Write out the entries, please, from the line containing "Reviewer note: every instance of the white freestanding" through their final line, exactly and with nothing else.

DATASET CONTENT:
•••

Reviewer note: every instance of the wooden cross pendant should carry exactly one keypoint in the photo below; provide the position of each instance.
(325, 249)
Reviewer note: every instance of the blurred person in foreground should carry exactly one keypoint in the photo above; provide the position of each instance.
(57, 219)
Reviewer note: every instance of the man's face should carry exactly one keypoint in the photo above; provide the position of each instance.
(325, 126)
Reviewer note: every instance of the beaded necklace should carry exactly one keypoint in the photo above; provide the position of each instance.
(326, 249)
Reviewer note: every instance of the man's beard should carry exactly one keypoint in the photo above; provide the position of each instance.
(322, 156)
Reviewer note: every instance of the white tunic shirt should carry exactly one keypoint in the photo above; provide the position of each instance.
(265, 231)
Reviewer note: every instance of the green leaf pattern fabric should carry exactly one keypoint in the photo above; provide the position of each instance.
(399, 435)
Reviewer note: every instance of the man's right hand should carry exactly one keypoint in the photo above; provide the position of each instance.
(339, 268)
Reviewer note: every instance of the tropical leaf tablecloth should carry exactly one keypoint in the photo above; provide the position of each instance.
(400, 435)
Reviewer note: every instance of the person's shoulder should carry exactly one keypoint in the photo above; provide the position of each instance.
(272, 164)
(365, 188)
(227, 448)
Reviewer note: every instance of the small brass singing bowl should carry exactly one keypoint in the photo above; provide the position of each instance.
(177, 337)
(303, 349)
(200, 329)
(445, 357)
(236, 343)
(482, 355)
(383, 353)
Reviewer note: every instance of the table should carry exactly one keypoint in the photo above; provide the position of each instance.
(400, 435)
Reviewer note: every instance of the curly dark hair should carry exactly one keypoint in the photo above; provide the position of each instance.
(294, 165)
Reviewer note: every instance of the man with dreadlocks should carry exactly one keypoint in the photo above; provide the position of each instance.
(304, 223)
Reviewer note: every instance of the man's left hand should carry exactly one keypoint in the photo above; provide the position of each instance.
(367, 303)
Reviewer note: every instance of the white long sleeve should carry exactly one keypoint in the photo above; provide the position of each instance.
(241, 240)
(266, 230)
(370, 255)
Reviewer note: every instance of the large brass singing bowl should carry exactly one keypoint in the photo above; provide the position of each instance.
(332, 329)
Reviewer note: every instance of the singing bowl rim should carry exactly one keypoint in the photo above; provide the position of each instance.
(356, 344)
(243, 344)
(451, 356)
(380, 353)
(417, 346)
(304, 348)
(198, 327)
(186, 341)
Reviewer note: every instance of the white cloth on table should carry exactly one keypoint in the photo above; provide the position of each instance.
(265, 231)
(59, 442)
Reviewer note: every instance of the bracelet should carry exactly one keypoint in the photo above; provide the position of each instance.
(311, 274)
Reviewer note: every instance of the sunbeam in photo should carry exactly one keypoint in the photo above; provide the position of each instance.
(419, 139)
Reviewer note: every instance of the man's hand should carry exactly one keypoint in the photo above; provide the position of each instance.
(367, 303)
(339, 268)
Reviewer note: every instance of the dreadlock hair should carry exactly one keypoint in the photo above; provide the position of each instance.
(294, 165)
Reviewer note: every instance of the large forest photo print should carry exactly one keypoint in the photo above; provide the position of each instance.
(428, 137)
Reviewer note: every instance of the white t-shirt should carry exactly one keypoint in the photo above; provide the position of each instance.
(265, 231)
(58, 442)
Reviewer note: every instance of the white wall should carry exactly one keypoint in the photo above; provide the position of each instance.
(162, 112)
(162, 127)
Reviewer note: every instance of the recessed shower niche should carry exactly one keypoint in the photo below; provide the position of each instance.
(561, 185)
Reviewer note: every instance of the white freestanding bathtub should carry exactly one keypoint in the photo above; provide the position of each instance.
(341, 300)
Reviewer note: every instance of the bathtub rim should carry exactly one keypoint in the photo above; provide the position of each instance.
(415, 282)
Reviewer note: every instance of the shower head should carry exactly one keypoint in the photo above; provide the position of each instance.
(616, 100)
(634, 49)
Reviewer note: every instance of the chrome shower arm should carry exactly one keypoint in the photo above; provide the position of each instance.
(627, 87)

•••

SOLUTION FOR THIS TASK:
Reviewer note: every instance of the white freestanding bathtub should carry exactly one keypoint in the photo above; provide the position of each instance.
(341, 300)
Reviewer note: every instance of the bathtub rim should carry exactly one keypoint in the photo above; provide the position of each instance.
(415, 282)
Reviewer note: every instance of the shower head should carry exactly one keypoint in the photo above; provide the position of each instance.
(616, 100)
(634, 49)
Reviewer note: every instance of the chrome shower arm should carry exactly one keypoint in the photo above; provide the position of each instance.
(627, 87)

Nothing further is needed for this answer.